──────── MATERIAL PROVIDED ────────

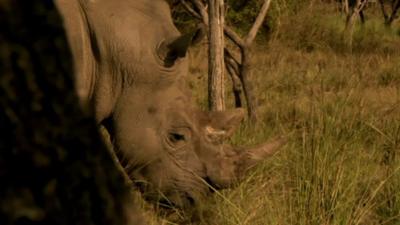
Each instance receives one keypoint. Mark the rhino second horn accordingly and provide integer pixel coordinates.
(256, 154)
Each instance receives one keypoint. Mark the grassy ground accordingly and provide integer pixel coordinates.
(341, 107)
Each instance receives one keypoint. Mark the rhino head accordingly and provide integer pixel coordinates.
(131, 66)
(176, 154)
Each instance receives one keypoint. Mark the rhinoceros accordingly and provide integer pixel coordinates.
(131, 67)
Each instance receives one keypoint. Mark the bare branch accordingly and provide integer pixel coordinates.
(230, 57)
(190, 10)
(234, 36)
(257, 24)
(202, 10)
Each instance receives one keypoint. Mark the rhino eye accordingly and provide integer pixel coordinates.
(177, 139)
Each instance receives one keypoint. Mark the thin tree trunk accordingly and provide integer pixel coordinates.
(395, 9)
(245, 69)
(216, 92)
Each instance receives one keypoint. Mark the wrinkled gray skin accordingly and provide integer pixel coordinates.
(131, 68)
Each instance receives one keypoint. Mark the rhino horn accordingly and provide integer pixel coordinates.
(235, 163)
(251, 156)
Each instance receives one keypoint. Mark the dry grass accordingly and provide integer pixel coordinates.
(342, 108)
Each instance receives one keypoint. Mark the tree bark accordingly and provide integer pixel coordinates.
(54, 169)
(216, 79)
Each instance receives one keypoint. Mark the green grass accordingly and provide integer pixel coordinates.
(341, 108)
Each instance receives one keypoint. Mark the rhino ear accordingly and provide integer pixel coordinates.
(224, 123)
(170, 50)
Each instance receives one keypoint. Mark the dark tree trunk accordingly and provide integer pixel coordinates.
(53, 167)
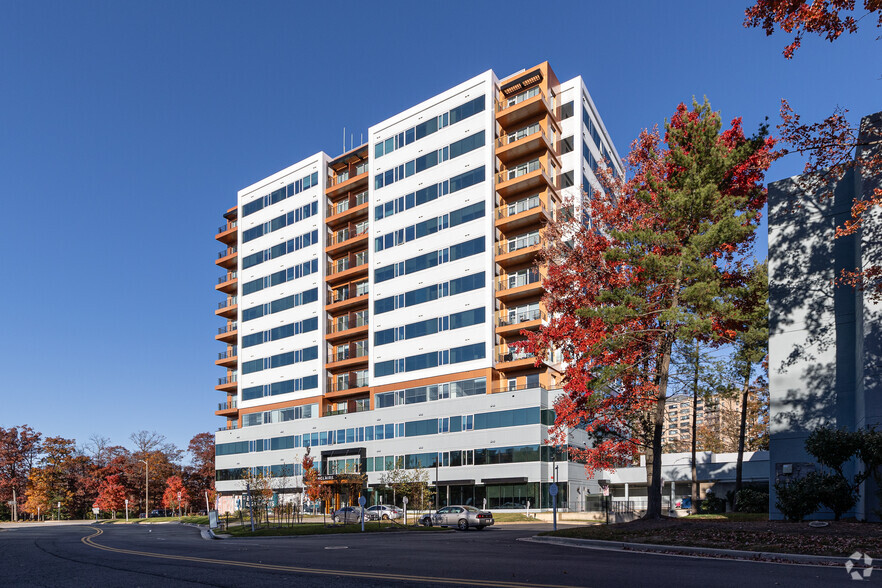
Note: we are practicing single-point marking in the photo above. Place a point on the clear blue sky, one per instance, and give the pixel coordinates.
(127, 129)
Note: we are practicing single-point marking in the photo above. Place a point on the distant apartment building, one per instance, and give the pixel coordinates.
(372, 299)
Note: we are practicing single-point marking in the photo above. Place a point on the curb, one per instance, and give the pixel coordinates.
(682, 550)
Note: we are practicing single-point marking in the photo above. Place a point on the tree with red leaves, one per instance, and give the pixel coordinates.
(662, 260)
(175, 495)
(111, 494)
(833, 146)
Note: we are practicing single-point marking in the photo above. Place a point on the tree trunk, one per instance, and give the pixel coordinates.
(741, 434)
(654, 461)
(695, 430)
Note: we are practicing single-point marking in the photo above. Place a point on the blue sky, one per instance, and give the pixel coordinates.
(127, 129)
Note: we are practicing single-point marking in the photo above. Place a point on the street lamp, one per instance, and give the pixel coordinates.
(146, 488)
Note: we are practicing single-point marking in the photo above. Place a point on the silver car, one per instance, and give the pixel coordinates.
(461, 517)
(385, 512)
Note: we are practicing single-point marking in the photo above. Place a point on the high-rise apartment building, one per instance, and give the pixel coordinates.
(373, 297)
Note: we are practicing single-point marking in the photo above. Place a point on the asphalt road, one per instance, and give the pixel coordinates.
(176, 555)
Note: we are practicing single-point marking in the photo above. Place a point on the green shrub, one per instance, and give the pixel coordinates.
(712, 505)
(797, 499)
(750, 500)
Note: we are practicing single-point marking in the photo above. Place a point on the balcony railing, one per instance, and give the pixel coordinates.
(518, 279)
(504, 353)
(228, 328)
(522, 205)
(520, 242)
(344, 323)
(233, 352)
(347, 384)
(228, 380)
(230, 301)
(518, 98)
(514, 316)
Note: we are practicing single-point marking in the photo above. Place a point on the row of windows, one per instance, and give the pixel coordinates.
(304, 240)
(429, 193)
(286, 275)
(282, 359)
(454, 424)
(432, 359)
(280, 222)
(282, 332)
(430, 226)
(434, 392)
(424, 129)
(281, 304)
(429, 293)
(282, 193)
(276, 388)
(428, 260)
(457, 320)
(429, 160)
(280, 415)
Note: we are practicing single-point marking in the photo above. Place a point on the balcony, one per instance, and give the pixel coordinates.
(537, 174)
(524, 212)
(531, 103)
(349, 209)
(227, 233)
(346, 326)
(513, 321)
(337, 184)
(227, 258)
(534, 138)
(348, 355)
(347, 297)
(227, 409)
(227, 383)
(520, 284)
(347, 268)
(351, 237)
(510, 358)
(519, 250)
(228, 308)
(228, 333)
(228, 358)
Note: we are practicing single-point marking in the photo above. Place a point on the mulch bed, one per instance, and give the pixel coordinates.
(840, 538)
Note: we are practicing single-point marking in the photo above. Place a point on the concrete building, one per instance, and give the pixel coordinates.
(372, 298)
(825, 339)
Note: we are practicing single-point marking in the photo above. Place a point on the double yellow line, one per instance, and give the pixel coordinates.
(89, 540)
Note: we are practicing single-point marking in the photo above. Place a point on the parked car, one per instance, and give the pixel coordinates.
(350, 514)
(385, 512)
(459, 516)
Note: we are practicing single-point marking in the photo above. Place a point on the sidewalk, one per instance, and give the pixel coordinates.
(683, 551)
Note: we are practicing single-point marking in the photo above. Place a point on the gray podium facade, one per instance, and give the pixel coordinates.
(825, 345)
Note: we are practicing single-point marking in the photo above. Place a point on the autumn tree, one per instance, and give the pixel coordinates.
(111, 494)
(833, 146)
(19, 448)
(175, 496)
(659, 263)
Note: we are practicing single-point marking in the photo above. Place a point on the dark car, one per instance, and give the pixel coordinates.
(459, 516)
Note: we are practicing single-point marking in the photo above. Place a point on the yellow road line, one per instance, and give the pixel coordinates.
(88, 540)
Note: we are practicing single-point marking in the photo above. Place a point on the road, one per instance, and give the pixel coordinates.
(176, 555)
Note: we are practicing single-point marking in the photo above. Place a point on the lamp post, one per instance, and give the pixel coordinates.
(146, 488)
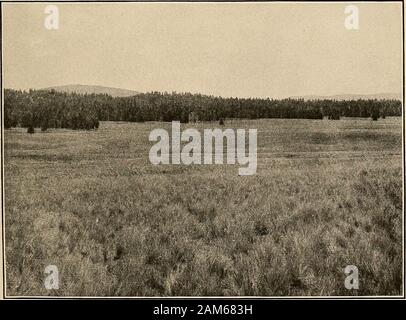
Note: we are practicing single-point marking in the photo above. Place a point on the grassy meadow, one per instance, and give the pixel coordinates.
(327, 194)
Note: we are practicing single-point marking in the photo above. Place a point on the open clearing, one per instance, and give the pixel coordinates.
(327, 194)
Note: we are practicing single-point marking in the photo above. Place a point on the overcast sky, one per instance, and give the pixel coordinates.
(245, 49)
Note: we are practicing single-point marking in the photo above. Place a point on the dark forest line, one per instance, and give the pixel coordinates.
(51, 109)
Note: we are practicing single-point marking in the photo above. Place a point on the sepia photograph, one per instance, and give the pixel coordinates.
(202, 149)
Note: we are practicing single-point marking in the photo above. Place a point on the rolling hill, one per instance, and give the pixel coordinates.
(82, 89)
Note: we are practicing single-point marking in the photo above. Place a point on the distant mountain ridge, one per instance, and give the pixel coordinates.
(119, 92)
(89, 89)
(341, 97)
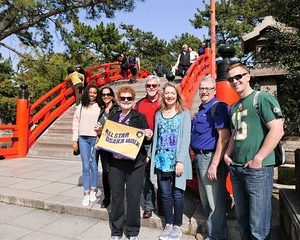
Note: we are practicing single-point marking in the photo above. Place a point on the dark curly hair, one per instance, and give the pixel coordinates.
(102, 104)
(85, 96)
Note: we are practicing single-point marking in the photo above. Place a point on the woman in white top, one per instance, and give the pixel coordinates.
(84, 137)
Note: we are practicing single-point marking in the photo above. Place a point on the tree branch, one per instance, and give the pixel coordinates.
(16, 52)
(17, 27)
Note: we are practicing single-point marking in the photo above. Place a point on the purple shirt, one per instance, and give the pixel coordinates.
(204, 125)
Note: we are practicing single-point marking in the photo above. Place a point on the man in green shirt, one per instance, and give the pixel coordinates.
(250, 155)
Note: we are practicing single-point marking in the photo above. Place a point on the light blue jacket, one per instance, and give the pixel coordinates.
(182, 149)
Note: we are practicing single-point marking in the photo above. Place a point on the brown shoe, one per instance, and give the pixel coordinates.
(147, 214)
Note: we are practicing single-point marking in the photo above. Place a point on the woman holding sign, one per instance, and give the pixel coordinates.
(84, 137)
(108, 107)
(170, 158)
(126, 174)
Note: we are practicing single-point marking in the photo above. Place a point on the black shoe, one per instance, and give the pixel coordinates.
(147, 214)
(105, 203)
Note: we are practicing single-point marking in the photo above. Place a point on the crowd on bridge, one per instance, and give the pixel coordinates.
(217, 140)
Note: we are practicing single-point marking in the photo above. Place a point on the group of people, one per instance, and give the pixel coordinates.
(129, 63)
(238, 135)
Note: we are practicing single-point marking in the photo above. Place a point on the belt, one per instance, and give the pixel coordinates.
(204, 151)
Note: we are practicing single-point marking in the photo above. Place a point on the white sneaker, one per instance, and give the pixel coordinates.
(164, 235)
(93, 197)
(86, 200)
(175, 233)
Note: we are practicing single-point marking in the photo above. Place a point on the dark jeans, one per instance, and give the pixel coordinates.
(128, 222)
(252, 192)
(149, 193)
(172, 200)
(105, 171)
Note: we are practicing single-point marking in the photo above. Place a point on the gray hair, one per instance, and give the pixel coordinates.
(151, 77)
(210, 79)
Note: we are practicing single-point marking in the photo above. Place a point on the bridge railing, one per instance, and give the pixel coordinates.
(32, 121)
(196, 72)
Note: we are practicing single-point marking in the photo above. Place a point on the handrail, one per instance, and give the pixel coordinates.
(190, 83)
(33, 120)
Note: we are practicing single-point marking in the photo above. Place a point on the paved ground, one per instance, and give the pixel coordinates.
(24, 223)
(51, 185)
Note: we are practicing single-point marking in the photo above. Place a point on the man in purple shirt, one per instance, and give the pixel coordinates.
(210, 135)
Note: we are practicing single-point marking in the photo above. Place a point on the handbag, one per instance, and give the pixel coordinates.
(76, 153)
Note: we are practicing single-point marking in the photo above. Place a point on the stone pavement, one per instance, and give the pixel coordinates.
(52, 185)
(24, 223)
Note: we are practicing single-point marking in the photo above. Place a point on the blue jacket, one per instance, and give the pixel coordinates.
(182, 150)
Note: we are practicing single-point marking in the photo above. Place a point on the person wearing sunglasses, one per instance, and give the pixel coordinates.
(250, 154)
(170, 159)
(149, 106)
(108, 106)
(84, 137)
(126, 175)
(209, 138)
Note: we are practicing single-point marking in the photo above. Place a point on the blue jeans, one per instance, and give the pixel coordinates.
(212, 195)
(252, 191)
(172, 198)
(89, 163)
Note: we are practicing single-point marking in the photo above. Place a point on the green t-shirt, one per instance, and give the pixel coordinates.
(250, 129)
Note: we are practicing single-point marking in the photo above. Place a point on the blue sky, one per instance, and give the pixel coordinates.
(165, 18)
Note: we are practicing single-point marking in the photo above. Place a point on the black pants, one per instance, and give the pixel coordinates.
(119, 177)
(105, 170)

────────

__EXERCISE DESCRIPTION__
Rewrite the records from the line containing "black pants, one" through the end of the records, replacing "pixel coordinates" with "image coordinates" and keeping everything else the same. Give only those lines.

__SOLUTION TO THIS EXERCISE__
Note: we are practicing single-point marking in the photo above. Place a point on the black pants, one per instance, and give the image coordinates.
(119, 177)
(105, 170)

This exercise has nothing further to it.